═════ Source passage

MySQL Bugs: #25918: ndb_restore fails when restoring a backup of a disk-data cluster

Bug #25918	ndb_restore fails when restoring a backup of a disk-data cluster
Submitted:	29 Jan 2007 15:48	Modified:	13 Mar 2009 8:50
Reporter:	Rob Kinyon	Email Updates:
Status:	Patch approved	Impact on me:	None
Category:	MySQL Cluster: Disk Data	Severity:	S1 (Critical)
Version:	mysql-5.1	OS:	Linux (Ubuntu 6.06 ETS)
Assigned to:	Assigned Account	CPU Architecture:	Any
Tags:	5.1.14, 5.1.22

Description:
When running ndb_restore as root, the undo*.dat files cannot be overwritten, thus ndb_restore fails partially through.

How to repeat:
I took a backup of a disk-data cluster, then destroyed the data in the cluster by taking the cluster down and bringing it back up with "ndbd --initial". I then did the following command (with output).

root@bed1:/usr/local/mysql/bin# ./ndb_restore -m -b 1 --backup_path /var/lib/mysql-cluster/BACKUP/BACKUP-1/ -n 2
Backup Id = 1
Nodeid = 2
backup path = /var/lib/mysql-cluster/BACKUP/BACKUP-1/
Ndb version in backup files: Version 5.1.14
Connected to ndb!!
Creating logfile group: lg_2...done
Creating tablespace: ts_2...done
Creating undofile "undo_10.dat"...FAILED
Create undofile failed: undo_10.dat: 1509: File system error, check if path,permissions etc
Restore: Failed to restore table: sys/def/8/username$unique ... Exiting

When I manually deleted the undo files and re-ran ndb_restore, it complained about the tablespace already being there. I had to remove the ndb_2_fs directory and restart the node.

Rob,

the ndb_restore permissions have no impact on this.  It is the ndbd's that create the files.

══════════

What you are asked to do:
Reproduce the bug report between "MySQL Bugs: #25918: ndb_restore" and "(Ubuntu 6.06 ETS)", inclusive, substituting "disk data cluster" for "disk-data cluster".

═════ Record excerpts

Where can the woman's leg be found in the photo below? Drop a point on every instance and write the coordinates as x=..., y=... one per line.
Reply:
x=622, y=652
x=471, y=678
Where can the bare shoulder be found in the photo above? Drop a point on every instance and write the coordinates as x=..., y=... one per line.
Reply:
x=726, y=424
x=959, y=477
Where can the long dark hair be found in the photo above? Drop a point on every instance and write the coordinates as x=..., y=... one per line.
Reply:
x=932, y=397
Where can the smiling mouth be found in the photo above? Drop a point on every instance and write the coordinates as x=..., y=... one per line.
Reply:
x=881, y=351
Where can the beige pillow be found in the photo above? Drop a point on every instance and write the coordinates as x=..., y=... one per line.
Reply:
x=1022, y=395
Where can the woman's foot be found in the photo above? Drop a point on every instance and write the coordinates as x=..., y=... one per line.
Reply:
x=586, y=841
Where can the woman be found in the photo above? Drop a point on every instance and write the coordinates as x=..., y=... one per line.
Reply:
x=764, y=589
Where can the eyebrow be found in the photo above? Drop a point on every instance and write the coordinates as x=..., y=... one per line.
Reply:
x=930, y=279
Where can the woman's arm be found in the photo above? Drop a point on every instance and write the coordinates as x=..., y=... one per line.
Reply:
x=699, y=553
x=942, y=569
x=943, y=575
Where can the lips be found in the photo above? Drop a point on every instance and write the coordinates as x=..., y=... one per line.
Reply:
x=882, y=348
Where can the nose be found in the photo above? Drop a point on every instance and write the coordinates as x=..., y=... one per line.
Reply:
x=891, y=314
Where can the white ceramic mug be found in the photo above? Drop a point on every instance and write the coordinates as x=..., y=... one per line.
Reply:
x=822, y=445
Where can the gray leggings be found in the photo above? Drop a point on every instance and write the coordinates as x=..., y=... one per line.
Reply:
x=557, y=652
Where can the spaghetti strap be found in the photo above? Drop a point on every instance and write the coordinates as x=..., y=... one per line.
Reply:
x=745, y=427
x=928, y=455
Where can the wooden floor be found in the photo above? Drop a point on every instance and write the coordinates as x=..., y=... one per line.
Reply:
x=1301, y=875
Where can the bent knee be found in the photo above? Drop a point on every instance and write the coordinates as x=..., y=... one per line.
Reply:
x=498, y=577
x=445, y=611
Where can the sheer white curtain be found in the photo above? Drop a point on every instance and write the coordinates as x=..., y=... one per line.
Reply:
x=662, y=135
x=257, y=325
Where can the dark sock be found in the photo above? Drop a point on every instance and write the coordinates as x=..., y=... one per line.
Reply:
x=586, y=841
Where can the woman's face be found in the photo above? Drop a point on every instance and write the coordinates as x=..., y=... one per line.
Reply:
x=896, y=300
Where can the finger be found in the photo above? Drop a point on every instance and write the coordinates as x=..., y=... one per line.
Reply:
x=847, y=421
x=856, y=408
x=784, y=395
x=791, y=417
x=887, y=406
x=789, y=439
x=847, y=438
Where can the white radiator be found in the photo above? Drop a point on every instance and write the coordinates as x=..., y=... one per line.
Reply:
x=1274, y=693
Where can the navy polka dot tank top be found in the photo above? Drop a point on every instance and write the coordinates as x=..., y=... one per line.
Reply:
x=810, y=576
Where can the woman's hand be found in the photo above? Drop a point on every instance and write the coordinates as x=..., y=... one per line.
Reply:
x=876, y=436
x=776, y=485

══════════

Reply:
MySQL Bugs: #25918: ndb_restore fails when restoring a backup of a disk data cluster

Bug #25918	ndb_restore fails when restoring a backup of a disk data cluster
Submitted:	29 Jan 2007 15:48	Modified:	13 Mar 2009 8:50
Reporter:	Rob Kinyon	Email Updates:
Status:	Patch approved	Impact on me:	None
Category:	MySQL Cluster: Disk Data	Severity:	S1 (Critical)
Version:	mysql-5.1	OS:	Linux (Ubuntu 6.06 ETS)